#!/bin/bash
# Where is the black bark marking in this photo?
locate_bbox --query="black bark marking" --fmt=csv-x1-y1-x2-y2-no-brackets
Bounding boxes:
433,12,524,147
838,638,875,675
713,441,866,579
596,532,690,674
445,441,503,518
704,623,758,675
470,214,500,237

──────────

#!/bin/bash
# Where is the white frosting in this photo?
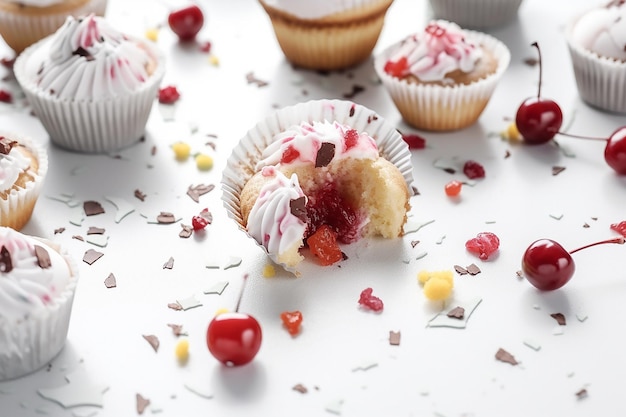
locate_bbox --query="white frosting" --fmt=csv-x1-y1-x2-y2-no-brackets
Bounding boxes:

──────────

### WHAT IS EXPECTED
Pull out every line above that contains the string "bark", matching case exactly.

### SOLUTION TO THIS EXERCISE
# Where is the black bark marking in this photo?
locate_bbox --query="black bark marking" --fmt=csv-x1-y1-x2-y2-no-brackets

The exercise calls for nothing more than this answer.